Repeat every record below exactly, but leave out any pictures.

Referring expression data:
Content starts

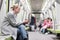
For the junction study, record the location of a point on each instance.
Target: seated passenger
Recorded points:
(11, 27)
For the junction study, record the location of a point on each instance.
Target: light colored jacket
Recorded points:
(9, 25)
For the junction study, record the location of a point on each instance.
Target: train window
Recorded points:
(1, 3)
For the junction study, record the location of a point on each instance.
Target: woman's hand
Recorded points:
(26, 21)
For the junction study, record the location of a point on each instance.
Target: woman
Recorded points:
(10, 26)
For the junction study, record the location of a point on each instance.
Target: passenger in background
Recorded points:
(46, 24)
(33, 22)
(11, 27)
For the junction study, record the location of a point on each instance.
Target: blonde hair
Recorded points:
(15, 6)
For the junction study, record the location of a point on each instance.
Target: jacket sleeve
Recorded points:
(12, 20)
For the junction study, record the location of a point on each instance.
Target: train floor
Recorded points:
(37, 36)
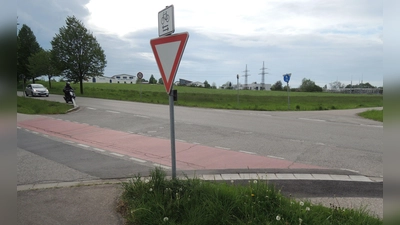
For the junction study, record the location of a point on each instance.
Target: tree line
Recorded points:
(308, 85)
(76, 54)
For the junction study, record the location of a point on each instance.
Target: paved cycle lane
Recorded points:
(189, 156)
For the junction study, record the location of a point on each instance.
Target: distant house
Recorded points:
(252, 86)
(184, 82)
(119, 78)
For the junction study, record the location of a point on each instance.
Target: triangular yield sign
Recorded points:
(168, 52)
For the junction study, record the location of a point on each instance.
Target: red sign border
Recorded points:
(182, 37)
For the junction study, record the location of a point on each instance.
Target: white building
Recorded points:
(118, 79)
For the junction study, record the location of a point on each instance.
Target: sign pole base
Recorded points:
(172, 131)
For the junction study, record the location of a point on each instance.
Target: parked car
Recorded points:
(36, 90)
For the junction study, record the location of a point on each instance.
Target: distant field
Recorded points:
(225, 99)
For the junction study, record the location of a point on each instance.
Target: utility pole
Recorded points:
(237, 86)
(245, 78)
(263, 73)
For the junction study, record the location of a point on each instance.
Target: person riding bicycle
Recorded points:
(66, 90)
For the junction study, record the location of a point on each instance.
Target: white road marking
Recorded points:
(142, 116)
(82, 145)
(98, 149)
(355, 171)
(138, 160)
(275, 157)
(252, 153)
(367, 125)
(116, 154)
(162, 166)
(222, 148)
(112, 111)
(316, 120)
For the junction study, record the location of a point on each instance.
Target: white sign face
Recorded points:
(166, 23)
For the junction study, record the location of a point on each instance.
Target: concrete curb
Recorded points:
(211, 177)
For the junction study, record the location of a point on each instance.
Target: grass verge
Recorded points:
(27, 105)
(192, 201)
(224, 99)
(373, 115)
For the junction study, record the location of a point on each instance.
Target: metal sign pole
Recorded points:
(237, 86)
(172, 131)
(288, 89)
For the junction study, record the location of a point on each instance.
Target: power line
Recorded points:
(245, 78)
(263, 73)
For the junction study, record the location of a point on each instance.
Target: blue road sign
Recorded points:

Content ends

SOLUTION:
For the junction study, record the location of a point on each instance.
Target: seated passenger
Recorded points:
(11, 27)
For the junction study, record the location of a point on each instance.
Target: light colored jacket
Recorded points:
(9, 25)
For the junction study, record the location of a point on each instance.
Target: train window
Recorded points:
(1, 3)
For the junction study, record the location of a point on each instance.
Target: woman's hand
Recorded points:
(26, 21)
For the junction study, record the location of a point on each instance.
Target: woman
Recorded points:
(10, 26)
For the junction study, record the location of a point on each instance.
Target: passenger in background
Recorded points:
(46, 24)
(33, 22)
(11, 27)
For the junction study, record the location of a point on each instance.
Target: blonde hair
Recorded points:
(15, 6)
For the junction study, record the location of a point on each instance.
Target: jacket sleeve
Recorded points:
(12, 20)
For the junction study, record the location of a point on each instance.
Target: train floor
Recorded points:
(37, 36)
For the junction study, record the location of a point on each instance.
Target: tree line
Recorded points:
(308, 85)
(76, 54)
For the junction study, record the location of a point on each instance.
Target: paved cycle lane
Recorded points:
(189, 156)
For the junction study, record the location of a point on each instance.
Target: distant house
Recorded points:
(252, 86)
(184, 82)
(119, 78)
For the junction study, record the location of a point on each instance.
Target: triangular yield sign
Recorded points:
(168, 52)
For the junction study, record the location of a point on each instance.
Target: red sign border
Recorded points:
(182, 37)
For the junction study, record the location of a point on each instance.
Target: white building
Recorded points:
(118, 79)
For the junction study, record the location of a point on each instance.
Target: sign pole base
Recorded points:
(172, 131)
For the junction study, record the location of a point on each instance.
Target: parked car
Recorded points:
(36, 90)
For the junction study, record the location of a point on each instance.
Target: distant field
Recorded points:
(225, 99)
For the junction study, record the location of a point on each instance.
Target: utility pole
Recorded points:
(237, 86)
(245, 78)
(263, 73)
For the junction study, record the location of a point on each instance.
Target: person riding bicycle
Recorded points:
(66, 90)
For the junction study, record the location of a point on each instance.
Target: white road marking
Recorded points:
(142, 116)
(82, 145)
(98, 149)
(355, 171)
(138, 160)
(275, 157)
(252, 153)
(367, 125)
(116, 154)
(162, 166)
(222, 148)
(112, 111)
(316, 120)
For the junction study, record the location of a point on each instance.
Target: white sign face
Recorded points:
(166, 23)
For the junction study, record the location of a point on each instance.
Target: concrete curb
Recorded points:
(211, 177)
For the junction study, record the location of a point on each instance.
Target: grass verge
Recorded points:
(27, 105)
(192, 201)
(224, 99)
(373, 115)
For the junction study, record the location of a point on each instance.
Target: metal sign pole
Recorded points:
(237, 86)
(172, 131)
(288, 89)
For the junction study, record the location of a point on each instance.
Target: power line
Recorded points:
(245, 78)
(263, 73)
For the junction study, record the location of a point on each instance.
Target: blue road sign
Recorded points:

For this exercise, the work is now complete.